_Exercise set_.
1. Sum up the passage on grid cells and the penalty area in two sentences.
2. For each statement below, answer yes or no according to the passage on grid cells and the penalty area, and quote the deciding words from it: (a) When cells hold too few events, the passage advises raising the grid resolution. (b) The goal posts sit at y = 30.34 and y = 37.66. (c) In the function, the penalty area depth is set to 16.5.

═════ Document extract ═════

Best Practice: When choosing a grid resolution, compute the average number of events per cell. If any cell has fewer than 20-30 events, your zone-based statistics will be unstable. Either reduce the resolution, combine adjacent cells, or use kernel density estimation instead.
6.3.6 The Penalty Area and the "Box"
The penalty area extends 16.5 m from each goal post and 16.5 m into the pitch. In standard metres (origin bottom-left):
$$88.5 \leq x \leq 105.0, \qquad 13.84 \leq y \leq 54.16$$
where $y_{\text{min}} = (68 - 7.32)/2 - 16.5 + 16.5 = 13.84$ and $y_{\text{max}} = 68 - 13.84 = 54.16$.
More precisely, using the IFAB definition:
- Goal posts are at $y = (68 - 7.32)/2 = 30.34$ and $y = (68 + 7.32)/2 = 37.66$.
- The penalty area extends 16.5 m outward from each post along the goal line, then 16.5 m into the field.
- So the penalty area spans $y \in [30.34 - 16.5, 37.66 + 16.5] = [13.84, 54.16]$ and $x \in [88.5, 105.0]$.
def is_in_penalty_area(
x: np.ndarray,
y: np.ndarray,
attacking: bool = True,
pitch_length: float = 105.0,
pitch_width: float = 68.0,
) -> np.ndarray:
"""Return a boolean mask for events inside the penalty area."""
pa_depth = 16.5
pa_half_width = 7.32 / 2 + 16.5 # 20.16
y_centre = pitch_width / 2
if attacking:
x_check = (x >= pitch_length - pa_depth) & (x <= pitch_length)
else:
x_check = (x >= 0) & (x <= pa_depth)
y_check = (y >= y_centre - pa_half_width) & (y <= y_centre + pa_half_width)

═════ Dataset entries ═════

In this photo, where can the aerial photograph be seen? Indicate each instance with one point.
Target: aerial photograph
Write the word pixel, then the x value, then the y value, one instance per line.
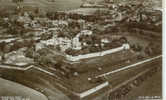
pixel 81 49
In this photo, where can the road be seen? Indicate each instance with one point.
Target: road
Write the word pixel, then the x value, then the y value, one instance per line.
pixel 129 66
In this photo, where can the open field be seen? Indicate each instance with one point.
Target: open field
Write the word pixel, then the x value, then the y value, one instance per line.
pixel 8 88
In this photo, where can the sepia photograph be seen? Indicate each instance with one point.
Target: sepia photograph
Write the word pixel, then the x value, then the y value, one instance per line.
pixel 81 50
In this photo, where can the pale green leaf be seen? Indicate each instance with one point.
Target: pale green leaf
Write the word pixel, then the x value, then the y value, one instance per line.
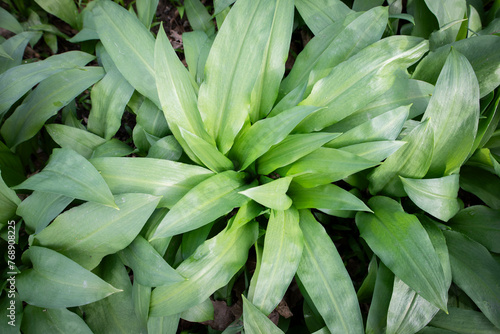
pixel 211 267
pixel 401 242
pixel 323 274
pixel 14 83
pixel 149 268
pixel 325 197
pixel 255 322
pixel 292 148
pixel 437 197
pixel 56 281
pixel 68 173
pixel 169 179
pixel 56 321
pixel 475 272
pixel 325 165
pixel 384 127
pixel 210 199
pixel 272 194
pixel 454 113
pixel 320 14
pixel 45 100
pixel 91 231
pixel 130 45
pixel 80 141
pixel 239 47
pixel 283 246
pixel 412 160
pixel 481 224
pixel 40 208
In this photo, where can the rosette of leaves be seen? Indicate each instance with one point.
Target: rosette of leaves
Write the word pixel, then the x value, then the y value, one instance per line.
pixel 232 156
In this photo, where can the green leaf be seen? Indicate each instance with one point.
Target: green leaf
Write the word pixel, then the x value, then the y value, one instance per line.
pixel 483 54
pixel 211 267
pixel 375 151
pixel 109 98
pixel 70 174
pixel 463 321
pixel 408 312
pixel 15 82
pixel 401 242
pixel 290 149
pixel 479 223
pixel 52 321
pixel 45 100
pixel 9 202
pixel 130 45
pixel 149 268
pixel 272 194
pixel 80 141
pixel 475 272
pixel 198 16
pixel 370 71
pixel 320 14
pixel 261 136
pixel 412 160
pixel 9 22
pixel 207 153
pixel 437 197
pixel 384 127
pixel 255 322
pixel 210 199
pixel 325 197
pixel 91 231
pixel 39 209
pixel 239 47
pixel 456 98
pixel 403 92
pixel 56 281
pixel 177 95
pixel 116 313
pixel 482 184
pixel 325 165
pixel 265 90
pixel 323 274
pixel 169 179
pixel 283 246
pixel 146 11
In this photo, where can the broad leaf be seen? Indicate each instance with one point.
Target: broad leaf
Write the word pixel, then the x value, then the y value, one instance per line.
pixel 80 141
pixel 479 223
pixel 207 201
pixel 325 165
pixel 401 242
pixel 211 267
pixel 130 45
pixel 40 208
pixel 56 281
pixel 326 280
pixel 292 148
pixel 282 252
pixel 233 67
pixel 325 197
pixel 255 322
pixel 437 197
pixel 150 269
pixel 45 100
pixel 169 179
pixel 91 231
pixel 70 174
pixel 476 273
pixel 272 194
pixel 454 113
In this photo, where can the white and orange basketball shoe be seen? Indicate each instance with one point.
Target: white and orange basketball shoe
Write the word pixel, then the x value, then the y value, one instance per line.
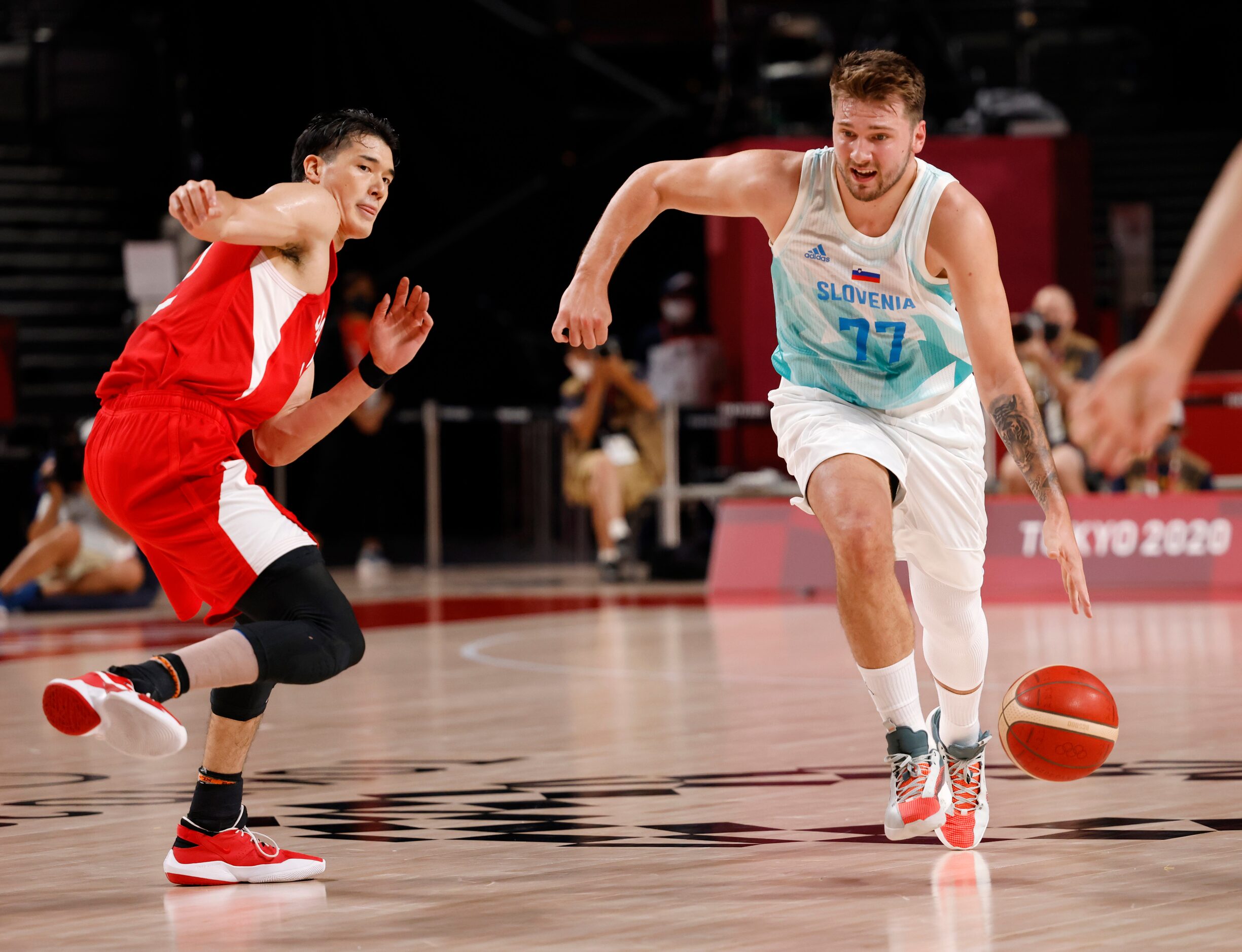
pixel 107 707
pixel 917 793
pixel 200 858
pixel 968 813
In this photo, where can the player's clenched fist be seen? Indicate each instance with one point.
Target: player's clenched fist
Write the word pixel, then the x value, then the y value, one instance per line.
pixel 584 317
pixel 194 204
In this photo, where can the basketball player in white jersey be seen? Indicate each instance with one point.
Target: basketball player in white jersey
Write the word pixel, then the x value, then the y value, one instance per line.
pixel 892 324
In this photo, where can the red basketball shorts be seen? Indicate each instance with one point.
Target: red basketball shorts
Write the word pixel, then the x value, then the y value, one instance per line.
pixel 163 464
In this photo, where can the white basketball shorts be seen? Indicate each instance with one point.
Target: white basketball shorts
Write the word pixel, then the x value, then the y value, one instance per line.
pixel 936 450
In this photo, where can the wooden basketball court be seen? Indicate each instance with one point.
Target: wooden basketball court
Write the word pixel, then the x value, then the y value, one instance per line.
pixel 524 760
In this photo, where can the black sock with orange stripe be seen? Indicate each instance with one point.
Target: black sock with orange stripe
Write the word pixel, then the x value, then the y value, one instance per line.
pixel 217 802
pixel 163 677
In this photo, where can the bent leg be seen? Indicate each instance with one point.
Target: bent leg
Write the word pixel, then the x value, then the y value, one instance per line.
pixel 54 549
pixel 955 648
pixel 123 576
pixel 608 503
pixel 851 497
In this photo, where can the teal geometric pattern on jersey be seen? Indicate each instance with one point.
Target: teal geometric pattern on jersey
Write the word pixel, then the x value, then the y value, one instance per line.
pixel 834 365
pixel 856 314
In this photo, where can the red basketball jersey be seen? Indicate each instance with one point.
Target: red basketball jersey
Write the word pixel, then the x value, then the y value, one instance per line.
pixel 235 331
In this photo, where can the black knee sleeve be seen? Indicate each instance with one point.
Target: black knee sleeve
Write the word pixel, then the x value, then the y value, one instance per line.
pixel 242 703
pixel 303 629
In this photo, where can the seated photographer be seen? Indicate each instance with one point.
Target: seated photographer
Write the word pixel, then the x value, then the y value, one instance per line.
pixel 1172 468
pixel 614 456
pixel 73 549
pixel 1057 360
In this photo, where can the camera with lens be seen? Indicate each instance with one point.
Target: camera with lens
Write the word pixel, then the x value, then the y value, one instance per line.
pixel 1033 324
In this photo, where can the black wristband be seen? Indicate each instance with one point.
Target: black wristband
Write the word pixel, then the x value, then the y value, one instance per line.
pixel 372 375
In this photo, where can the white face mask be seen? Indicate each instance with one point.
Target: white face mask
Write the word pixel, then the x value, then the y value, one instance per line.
pixel 677 311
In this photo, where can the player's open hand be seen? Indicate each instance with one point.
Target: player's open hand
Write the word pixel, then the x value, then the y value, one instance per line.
pixel 584 316
pixel 194 204
pixel 399 327
pixel 1126 409
pixel 1058 539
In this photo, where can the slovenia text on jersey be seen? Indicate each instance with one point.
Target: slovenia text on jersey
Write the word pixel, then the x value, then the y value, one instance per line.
pixel 858 316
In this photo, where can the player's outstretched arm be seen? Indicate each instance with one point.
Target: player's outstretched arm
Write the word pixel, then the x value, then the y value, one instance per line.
pixel 962 240
pixel 1124 411
pixel 761 184
pixel 285 216
pixel 399 329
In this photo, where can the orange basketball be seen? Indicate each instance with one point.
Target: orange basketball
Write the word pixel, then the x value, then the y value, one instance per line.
pixel 1058 723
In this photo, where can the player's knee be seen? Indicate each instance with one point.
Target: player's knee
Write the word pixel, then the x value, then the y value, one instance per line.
pixel 861 540
pixel 353 644
pixel 242 702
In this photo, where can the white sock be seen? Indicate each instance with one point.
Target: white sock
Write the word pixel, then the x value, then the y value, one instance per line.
pixel 896 692
pixel 959 717
pixel 955 648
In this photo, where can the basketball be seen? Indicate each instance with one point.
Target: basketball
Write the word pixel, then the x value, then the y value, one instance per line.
pixel 1058 723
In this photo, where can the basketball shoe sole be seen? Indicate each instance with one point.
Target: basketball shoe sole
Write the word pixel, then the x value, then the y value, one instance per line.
pixel 234 856
pixel 934 800
pixel 963 829
pixel 107 707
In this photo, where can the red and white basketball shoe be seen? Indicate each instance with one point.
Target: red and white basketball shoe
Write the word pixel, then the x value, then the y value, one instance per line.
pixel 968 815
pixel 234 856
pixel 107 707
pixel 917 793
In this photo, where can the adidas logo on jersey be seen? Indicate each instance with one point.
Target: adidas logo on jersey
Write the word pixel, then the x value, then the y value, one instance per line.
pixel 818 253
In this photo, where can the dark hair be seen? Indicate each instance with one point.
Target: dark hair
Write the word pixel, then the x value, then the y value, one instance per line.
pixel 328 132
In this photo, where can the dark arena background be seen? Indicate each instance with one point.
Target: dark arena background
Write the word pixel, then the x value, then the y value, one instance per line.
pixel 656 741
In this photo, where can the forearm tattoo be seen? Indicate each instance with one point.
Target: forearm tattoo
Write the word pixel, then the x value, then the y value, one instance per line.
pixel 1022 431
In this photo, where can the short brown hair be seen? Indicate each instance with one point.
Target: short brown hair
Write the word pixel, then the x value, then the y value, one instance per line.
pixel 880 75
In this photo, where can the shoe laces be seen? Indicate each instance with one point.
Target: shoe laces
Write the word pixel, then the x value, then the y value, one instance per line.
pixel 261 840
pixel 966 779
pixel 911 774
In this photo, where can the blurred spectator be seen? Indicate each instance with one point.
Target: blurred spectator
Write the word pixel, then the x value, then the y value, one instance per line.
pixel 681 355
pixel 1172 468
pixel 73 548
pixel 614 456
pixel 359 445
pixel 1057 360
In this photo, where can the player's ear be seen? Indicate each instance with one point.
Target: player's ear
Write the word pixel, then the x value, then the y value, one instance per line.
pixel 312 168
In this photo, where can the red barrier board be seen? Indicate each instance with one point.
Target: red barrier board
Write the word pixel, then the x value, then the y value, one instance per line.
pixel 1170 546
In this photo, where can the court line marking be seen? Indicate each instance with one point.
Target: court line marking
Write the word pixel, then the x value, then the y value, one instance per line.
pixel 476 652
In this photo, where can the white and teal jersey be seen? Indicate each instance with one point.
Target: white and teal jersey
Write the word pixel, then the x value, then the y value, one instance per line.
pixel 860 317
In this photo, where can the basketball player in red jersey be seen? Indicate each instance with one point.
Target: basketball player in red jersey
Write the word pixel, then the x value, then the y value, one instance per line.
pixel 233 350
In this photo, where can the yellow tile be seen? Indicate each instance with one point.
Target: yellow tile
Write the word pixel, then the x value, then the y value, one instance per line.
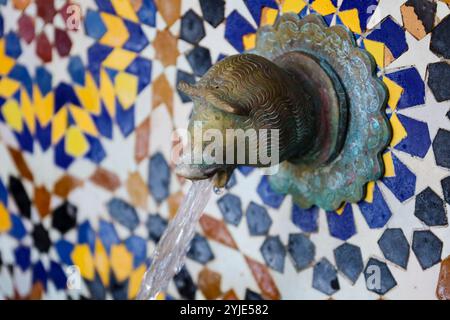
pixel 351 19
pixel 398 131
pixel 126 87
pixel 121 262
pixel 268 16
pixel 83 120
pixel 13 116
pixel 5 219
pixel 107 93
pixel 389 169
pixel 82 257
pixel 59 125
pixel 89 95
pixel 135 281
pixel 324 7
pixel 395 92
pixel 43 106
pixel 28 111
pixel 292 6
pixel 124 9
pixel 119 59
pixel 369 192
pixel 101 262
pixel 76 143
pixel 249 41
pixel 377 50
pixel 8 87
pixel 116 34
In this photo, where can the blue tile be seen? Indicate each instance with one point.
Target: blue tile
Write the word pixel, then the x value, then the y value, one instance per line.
pixel 274 253
pixel 137 40
pixel 236 28
pixel 349 261
pixel 376 213
pixel 302 251
pixel 379 278
pixel 108 234
pixel 138 247
pixel 427 248
pixel 231 208
pixel 58 276
pixel 64 249
pixel 23 257
pixel 159 177
pixel 258 220
pixel 403 184
pixel 325 277
pixel 200 250
pixel 305 219
pixel 413 87
pixel 94 25
pixel 341 226
pixel 123 213
pixel 395 247
pixel 418 141
pixel 76 70
pixel 268 195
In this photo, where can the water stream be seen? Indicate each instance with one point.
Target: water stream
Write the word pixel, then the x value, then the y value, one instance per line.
pixel 171 250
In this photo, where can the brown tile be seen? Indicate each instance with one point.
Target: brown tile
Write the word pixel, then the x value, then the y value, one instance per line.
pixel 209 283
pixel 42 200
pixel 105 179
pixel 230 295
pixel 264 280
pixel 443 286
pixel 141 148
pixel 137 189
pixel 217 230
pixel 20 164
pixel 65 185
pixel 166 50
pixel 162 93
pixel 169 10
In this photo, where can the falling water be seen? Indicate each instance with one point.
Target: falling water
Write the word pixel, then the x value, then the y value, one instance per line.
pixel 171 250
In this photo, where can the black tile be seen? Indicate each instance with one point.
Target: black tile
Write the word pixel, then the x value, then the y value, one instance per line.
pixel 395 247
pixel 231 208
pixel 156 226
pixel 274 253
pixel 258 220
pixel 439 79
pixel 200 250
pixel 213 11
pixel 64 217
pixel 302 250
pixel 192 29
pixel 430 208
pixel 446 187
pixel 123 213
pixel 185 286
pixel 349 261
pixel 440 38
pixel 200 60
pixel 20 196
pixel 325 277
pixel 427 248
pixel 379 278
pixel 41 238
pixel 441 148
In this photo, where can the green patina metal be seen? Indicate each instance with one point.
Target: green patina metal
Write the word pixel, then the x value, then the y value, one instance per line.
pixel 313 84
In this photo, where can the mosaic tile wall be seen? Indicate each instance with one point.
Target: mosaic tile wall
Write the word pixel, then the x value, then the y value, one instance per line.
pixel 86 114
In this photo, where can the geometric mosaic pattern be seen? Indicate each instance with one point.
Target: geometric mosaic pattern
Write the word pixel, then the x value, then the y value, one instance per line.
pixel 86 116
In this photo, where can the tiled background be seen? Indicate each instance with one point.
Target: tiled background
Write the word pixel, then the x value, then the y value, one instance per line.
pixel 86 118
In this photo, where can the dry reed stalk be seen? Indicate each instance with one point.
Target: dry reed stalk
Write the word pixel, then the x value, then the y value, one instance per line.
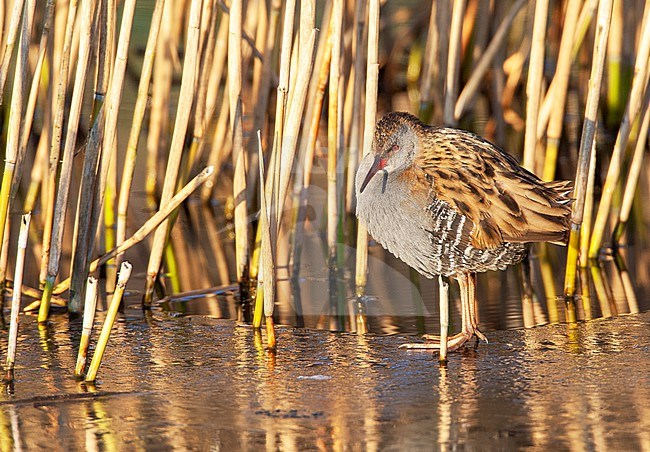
pixel 14 152
pixel 584 158
pixel 151 224
pixel 639 84
pixel 218 65
pixel 90 306
pixel 443 286
pixel 111 315
pixel 293 121
pixel 580 27
pixel 95 202
pixel 139 110
pixel 185 100
pixel 287 152
pixel 356 83
pixel 14 26
pixel 615 97
pixel 238 152
pixel 57 132
pixel 221 147
pixel 84 231
pixel 633 173
pixel 161 88
pixel 308 144
pixel 468 93
pixel 453 61
pixel 267 277
pixel 333 125
pixel 63 192
pixel 370 117
pixel 534 83
pixel 585 234
pixel 259 91
pixel 16 296
pixel 429 62
pixel 558 94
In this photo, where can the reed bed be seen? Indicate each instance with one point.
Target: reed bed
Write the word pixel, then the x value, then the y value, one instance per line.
pixel 273 95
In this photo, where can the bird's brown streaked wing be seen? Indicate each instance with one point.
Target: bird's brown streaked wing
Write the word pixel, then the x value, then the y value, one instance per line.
pixel 503 201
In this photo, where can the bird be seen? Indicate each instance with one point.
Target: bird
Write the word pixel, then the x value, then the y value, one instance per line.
pixel 449 203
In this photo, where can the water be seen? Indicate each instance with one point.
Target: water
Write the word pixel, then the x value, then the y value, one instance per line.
pixel 200 383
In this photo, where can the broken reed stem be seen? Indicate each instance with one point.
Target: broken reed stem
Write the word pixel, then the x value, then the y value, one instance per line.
pixel 16 296
pixel 185 100
pixel 454 61
pixel 111 315
pixel 639 84
pixel 68 155
pixel 146 228
pixel 238 153
pixel 534 83
pixel 14 149
pixel 558 93
pixel 584 157
pixel 136 126
pixel 468 93
pixel 90 306
pixel 370 117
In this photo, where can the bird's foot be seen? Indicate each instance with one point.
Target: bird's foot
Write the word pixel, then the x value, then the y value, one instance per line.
pixel 433 342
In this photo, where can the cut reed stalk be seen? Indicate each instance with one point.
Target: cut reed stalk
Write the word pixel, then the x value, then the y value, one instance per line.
pixel 89 317
pixel 185 100
pixel 454 61
pixel 639 84
pixel 238 153
pixel 87 12
pixel 16 296
pixel 136 125
pixel 534 83
pixel 584 158
pixel 111 315
pixel 370 117
pixel 149 226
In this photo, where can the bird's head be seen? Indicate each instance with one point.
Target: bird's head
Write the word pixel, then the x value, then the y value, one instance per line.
pixel 393 148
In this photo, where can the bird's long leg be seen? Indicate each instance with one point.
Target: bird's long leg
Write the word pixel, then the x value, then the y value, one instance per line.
pixel 471 286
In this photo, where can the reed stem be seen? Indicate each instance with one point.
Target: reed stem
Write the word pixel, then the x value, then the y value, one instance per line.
pixel 584 157
pixel 370 117
pixel 16 296
pixel 111 315
pixel 90 306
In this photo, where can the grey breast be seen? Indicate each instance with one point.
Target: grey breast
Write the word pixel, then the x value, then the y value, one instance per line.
pixel 424 232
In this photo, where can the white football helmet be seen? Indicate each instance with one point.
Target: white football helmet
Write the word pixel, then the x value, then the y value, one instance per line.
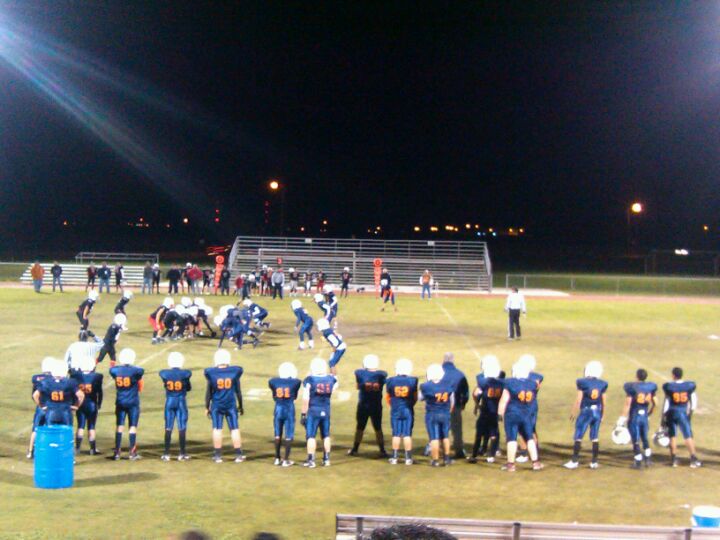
pixel 621 435
pixel 222 357
pixel 661 437
pixel 403 367
pixel 176 359
pixel 323 324
pixel 318 367
pixel 520 370
pixel 593 369
pixel 490 366
pixel 58 368
pixel 371 361
pixel 287 370
pixel 127 356
pixel 435 372
pixel 46 364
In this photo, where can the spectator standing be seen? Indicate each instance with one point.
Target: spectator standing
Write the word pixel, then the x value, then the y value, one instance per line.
pixel 458 382
pixel 104 274
pixel 515 305
pixel 278 282
pixel 56 272
pixel 119 278
pixel 426 280
pixel 92 274
pixel 147 278
pixel 156 278
pixel 173 276
pixel 37 272
pixel 225 281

═════

_Solutions by task_.
1. If any grid cell has fewer than 20-30 events, zone-based statistics will be unstable, so the resolution should be reduced, adjacent cells combined, or kernel density estimation used instead. The penalty area extends 16.5 m outward from each goal post along the goal line and 16.5 m into the field, spanning x from 88.5 to 105.0 and y from 13.84 to 54.16 in standard metres, and a function returns a boolean mask for events inside it.

2.
(a) No: "Either reduce the resolution, combine adjacent cells, or use kernel density estimation instead."
(b) Yes: "Goal posts are at $y = (68 - 7.32)/2 = 30.34$ and $y = (68 + 7.32)/2 = 37.66$."
(c) Yes: "pa_depth = 16.5"